→ Set task: Copy out the listing in full, exactly as written, but not its pictures.

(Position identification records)
** start **
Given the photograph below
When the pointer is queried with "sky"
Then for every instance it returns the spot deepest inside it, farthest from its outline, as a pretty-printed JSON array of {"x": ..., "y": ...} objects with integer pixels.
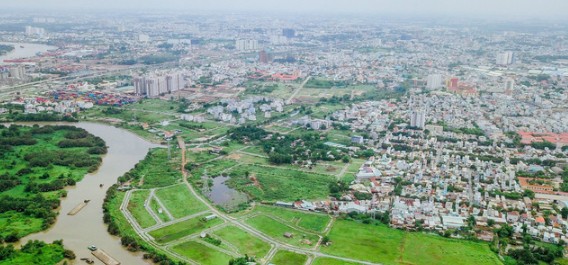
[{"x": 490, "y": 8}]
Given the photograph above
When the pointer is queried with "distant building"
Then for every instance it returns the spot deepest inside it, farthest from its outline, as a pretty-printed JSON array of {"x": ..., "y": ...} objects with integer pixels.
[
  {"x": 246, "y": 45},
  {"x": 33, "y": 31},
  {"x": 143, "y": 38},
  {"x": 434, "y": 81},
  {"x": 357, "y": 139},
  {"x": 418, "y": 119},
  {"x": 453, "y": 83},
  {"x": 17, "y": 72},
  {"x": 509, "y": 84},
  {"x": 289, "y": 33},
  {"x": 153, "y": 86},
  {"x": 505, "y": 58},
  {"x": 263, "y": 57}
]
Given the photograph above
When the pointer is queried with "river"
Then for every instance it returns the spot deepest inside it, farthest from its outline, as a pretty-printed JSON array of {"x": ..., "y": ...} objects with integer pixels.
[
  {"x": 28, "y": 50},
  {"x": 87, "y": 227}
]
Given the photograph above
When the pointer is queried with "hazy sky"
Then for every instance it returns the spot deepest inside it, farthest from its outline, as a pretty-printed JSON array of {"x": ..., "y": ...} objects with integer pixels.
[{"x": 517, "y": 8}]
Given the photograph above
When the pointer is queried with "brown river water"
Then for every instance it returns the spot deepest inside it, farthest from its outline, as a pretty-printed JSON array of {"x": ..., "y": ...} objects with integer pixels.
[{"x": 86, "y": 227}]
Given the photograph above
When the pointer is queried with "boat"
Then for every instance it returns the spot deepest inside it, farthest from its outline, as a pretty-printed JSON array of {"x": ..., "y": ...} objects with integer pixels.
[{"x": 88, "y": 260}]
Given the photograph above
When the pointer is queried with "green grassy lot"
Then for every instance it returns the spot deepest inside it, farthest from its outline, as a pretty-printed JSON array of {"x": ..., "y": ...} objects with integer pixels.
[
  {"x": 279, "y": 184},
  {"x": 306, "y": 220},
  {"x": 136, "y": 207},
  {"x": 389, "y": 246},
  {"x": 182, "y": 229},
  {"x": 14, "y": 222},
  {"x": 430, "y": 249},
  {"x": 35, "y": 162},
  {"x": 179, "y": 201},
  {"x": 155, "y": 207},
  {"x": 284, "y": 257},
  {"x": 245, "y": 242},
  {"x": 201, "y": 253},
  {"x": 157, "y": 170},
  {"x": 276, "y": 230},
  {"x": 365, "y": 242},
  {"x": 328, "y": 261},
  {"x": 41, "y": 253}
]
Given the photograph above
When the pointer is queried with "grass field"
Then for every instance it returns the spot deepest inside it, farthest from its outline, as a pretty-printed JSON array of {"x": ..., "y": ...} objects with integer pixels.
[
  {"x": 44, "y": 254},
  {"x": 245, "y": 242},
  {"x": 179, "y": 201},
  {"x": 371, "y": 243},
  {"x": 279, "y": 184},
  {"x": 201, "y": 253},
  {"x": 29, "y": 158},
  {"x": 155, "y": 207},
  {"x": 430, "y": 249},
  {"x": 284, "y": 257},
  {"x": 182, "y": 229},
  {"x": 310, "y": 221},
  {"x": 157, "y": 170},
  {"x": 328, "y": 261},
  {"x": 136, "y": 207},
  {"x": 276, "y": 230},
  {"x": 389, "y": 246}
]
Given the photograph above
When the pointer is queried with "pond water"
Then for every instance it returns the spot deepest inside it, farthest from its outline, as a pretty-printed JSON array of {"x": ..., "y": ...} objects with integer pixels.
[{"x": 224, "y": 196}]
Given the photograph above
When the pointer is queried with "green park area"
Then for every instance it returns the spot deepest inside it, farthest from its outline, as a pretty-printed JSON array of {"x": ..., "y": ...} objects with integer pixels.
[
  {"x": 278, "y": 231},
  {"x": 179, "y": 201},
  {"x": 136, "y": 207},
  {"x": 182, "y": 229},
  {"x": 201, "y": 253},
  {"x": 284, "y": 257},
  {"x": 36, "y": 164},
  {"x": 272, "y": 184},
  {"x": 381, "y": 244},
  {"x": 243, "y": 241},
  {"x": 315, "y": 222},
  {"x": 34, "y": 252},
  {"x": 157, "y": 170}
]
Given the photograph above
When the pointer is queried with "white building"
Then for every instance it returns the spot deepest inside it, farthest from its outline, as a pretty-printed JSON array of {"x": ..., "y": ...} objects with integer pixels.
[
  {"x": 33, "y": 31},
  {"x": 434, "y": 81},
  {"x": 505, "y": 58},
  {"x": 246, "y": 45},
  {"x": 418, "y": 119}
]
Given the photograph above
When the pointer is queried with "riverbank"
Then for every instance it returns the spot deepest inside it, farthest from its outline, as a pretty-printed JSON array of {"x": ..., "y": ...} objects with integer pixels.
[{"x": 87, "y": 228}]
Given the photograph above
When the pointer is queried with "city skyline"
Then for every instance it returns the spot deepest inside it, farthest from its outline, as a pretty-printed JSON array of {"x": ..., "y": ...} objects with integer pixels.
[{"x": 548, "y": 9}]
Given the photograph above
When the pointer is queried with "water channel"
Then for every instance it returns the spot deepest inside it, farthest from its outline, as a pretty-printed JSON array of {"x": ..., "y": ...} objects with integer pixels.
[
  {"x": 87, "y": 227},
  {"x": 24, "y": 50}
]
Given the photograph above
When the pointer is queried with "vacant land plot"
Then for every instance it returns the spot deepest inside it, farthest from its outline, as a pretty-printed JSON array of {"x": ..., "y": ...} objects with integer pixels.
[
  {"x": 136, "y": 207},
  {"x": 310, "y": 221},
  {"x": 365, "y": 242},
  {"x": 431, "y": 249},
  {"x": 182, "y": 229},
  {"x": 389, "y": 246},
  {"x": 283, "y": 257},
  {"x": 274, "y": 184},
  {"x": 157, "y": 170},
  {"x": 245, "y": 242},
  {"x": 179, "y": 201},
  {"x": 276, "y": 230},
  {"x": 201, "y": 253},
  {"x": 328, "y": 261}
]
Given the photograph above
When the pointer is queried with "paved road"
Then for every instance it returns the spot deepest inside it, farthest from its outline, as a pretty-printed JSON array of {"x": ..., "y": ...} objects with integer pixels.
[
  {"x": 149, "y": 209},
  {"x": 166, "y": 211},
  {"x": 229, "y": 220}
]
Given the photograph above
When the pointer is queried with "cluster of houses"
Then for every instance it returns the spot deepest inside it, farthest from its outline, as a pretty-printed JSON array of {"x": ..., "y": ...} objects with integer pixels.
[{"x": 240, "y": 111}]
** end **
→ Final answer:
Given the photograph below
When the pointer is queried with "sky"
Then for every instance it returns the spot deepest inside it, farthest from its outline, as a pretty-printed JSON array of {"x": ..., "y": ...} objects with integer pixels.
[{"x": 490, "y": 8}]
Given the photograph above
When the pointer is queried with "distant building"
Then for every instance it returns the spot deepest inside it, farthest from its outline, as a pretty-printed JSON array of {"x": ..., "y": ...} objects with integer pixels.
[
  {"x": 246, "y": 45},
  {"x": 33, "y": 31},
  {"x": 143, "y": 38},
  {"x": 434, "y": 81},
  {"x": 357, "y": 139},
  {"x": 418, "y": 119},
  {"x": 453, "y": 83},
  {"x": 17, "y": 72},
  {"x": 509, "y": 84},
  {"x": 289, "y": 33},
  {"x": 153, "y": 86},
  {"x": 505, "y": 58},
  {"x": 263, "y": 57}
]
Given the photograph above
When the pointer is queried with "river"
Then for every instance it returns the spot deepest inside it, farthest from its outline, as a pretty-printed JSON array of {"x": ..., "y": ...} objects with integer pixels.
[
  {"x": 28, "y": 50},
  {"x": 87, "y": 227}
]
Given the photograph above
When the pointer is queried with "hazy sky"
Then for every instance it returns the spot deepest inside it, farthest from its outline, as a pretty-printed JSON array of {"x": ..., "y": ...} objects with integer pixels.
[{"x": 517, "y": 8}]
Given the photograph above
When the pointer is queried with "brown river water"
Then for every instance it returns the spot deepest inside it, farthest from its outline, as a pretty-printed JSON array of {"x": ..., "y": ...} objects with integer pixels.
[{"x": 86, "y": 227}]
Given the photograph above
When the pointer is queried with "boat"
Then for every instance it returns the spot deepest inside it, farthest from its outline, as a pretty-printed JSON array of {"x": ..., "y": ...} objects with integer pixels.
[{"x": 88, "y": 260}]
Given the photograph above
When the pointer is queried with "green grassy lot"
Then for every instance it returns the spot deepest inside it, farthest from its outline, as a pretty-printed JSON array of {"x": ..., "y": ...} objects with integer pixels.
[
  {"x": 279, "y": 184},
  {"x": 306, "y": 220},
  {"x": 136, "y": 207},
  {"x": 389, "y": 246},
  {"x": 182, "y": 229},
  {"x": 14, "y": 222},
  {"x": 430, "y": 249},
  {"x": 35, "y": 162},
  {"x": 179, "y": 201},
  {"x": 155, "y": 207},
  {"x": 284, "y": 257},
  {"x": 245, "y": 242},
  {"x": 201, "y": 253},
  {"x": 157, "y": 170},
  {"x": 276, "y": 230},
  {"x": 365, "y": 242},
  {"x": 328, "y": 261},
  {"x": 41, "y": 253}
]
Given the photograph above
When the pointer is queried with "grass field"
Then for every instance it returns the spot deepest inside it, farthest from its outline, as a pretty-printed JSON array of {"x": ..., "y": ...} objects with integer pixels.
[
  {"x": 44, "y": 254},
  {"x": 245, "y": 242},
  {"x": 179, "y": 201},
  {"x": 371, "y": 243},
  {"x": 279, "y": 184},
  {"x": 201, "y": 253},
  {"x": 29, "y": 158},
  {"x": 155, "y": 207},
  {"x": 430, "y": 249},
  {"x": 284, "y": 257},
  {"x": 182, "y": 229},
  {"x": 310, "y": 221},
  {"x": 157, "y": 170},
  {"x": 328, "y": 261},
  {"x": 136, "y": 207},
  {"x": 276, "y": 230},
  {"x": 389, "y": 246}
]
Given the photograph above
When the pointer is queried with "pond water"
Then for every instance it returns the spot deepest inside it, farthest from its outline, as a pretty-printed JSON array of {"x": ..., "y": ...} objects with integer pixels.
[{"x": 224, "y": 196}]
Given the photograph above
When the pointer is queried with "green park area"
Then for every instance it returns the spot deepest inside it, farthest from its outline, as a pretty-printed JSON array of {"x": ..., "y": ...} objects with integer pixels.
[
  {"x": 278, "y": 231},
  {"x": 179, "y": 201},
  {"x": 136, "y": 207},
  {"x": 182, "y": 229},
  {"x": 201, "y": 253},
  {"x": 284, "y": 257},
  {"x": 36, "y": 164},
  {"x": 272, "y": 184},
  {"x": 381, "y": 244},
  {"x": 243, "y": 241},
  {"x": 315, "y": 222},
  {"x": 34, "y": 252},
  {"x": 157, "y": 170}
]
Given the photograph above
When the pointer is queried with "white building"
Then for every instance it returns the spot deepest inside it, farthest from its outline, as a pretty-printed JSON array of {"x": ..., "y": ...} objects with integer pixels.
[
  {"x": 33, "y": 31},
  {"x": 434, "y": 81},
  {"x": 505, "y": 58},
  {"x": 246, "y": 45},
  {"x": 418, "y": 119}
]
Given the photograph above
When the pointer is queried with "riverbank"
Then for every instance it returns the spot deepest inside it, farthest from its outline, as a pretty-printed JSON array of {"x": ..., "y": ...} objects with integer pixels.
[{"x": 87, "y": 228}]
Given the photograph above
When the pointer is queried with "city skyline"
Then for every instance it returns the spot deepest inside it, farthest from its outline, as a pretty-printed JSON array of {"x": ..., "y": ...} objects with integer pixels.
[{"x": 548, "y": 9}]
Given the photograph above
When the pointer is queried with "water channel"
Then for every instance it returns the spot deepest inside it, farthest from its outline, as a pretty-printed JSON array of {"x": ..., "y": ...} objects with integer pixels.
[
  {"x": 87, "y": 227},
  {"x": 24, "y": 50}
]
Given the photograph above
When the pointer is queried with "vacant land plot"
Then for every instance it returns the spot deepest inside it, farthest from its outline, as a pretty-printed JSON array of {"x": ..., "y": ...} objects with integer pixels.
[
  {"x": 136, "y": 207},
  {"x": 310, "y": 221},
  {"x": 365, "y": 242},
  {"x": 431, "y": 249},
  {"x": 182, "y": 229},
  {"x": 389, "y": 246},
  {"x": 283, "y": 257},
  {"x": 274, "y": 184},
  {"x": 157, "y": 170},
  {"x": 245, "y": 242},
  {"x": 179, "y": 201},
  {"x": 276, "y": 230},
  {"x": 201, "y": 253},
  {"x": 328, "y": 261}
]
Given the photograph above
When the pointer is queried with "paved road"
Then for every instance it returns the spot deepest inside it, farthest from its outline, as a pretty-printed JSON array of {"x": ..., "y": ...} objects with integer pixels.
[
  {"x": 149, "y": 209},
  {"x": 166, "y": 211},
  {"x": 229, "y": 220}
]
Given the photograph above
When the pointer is queried with "cluster of houses"
Then for every instance it returns the spot deepest inside it, farthest from its outline, as a pretty-printed JSON array of {"x": ..., "y": ...} objects with integer pixels.
[{"x": 240, "y": 111}]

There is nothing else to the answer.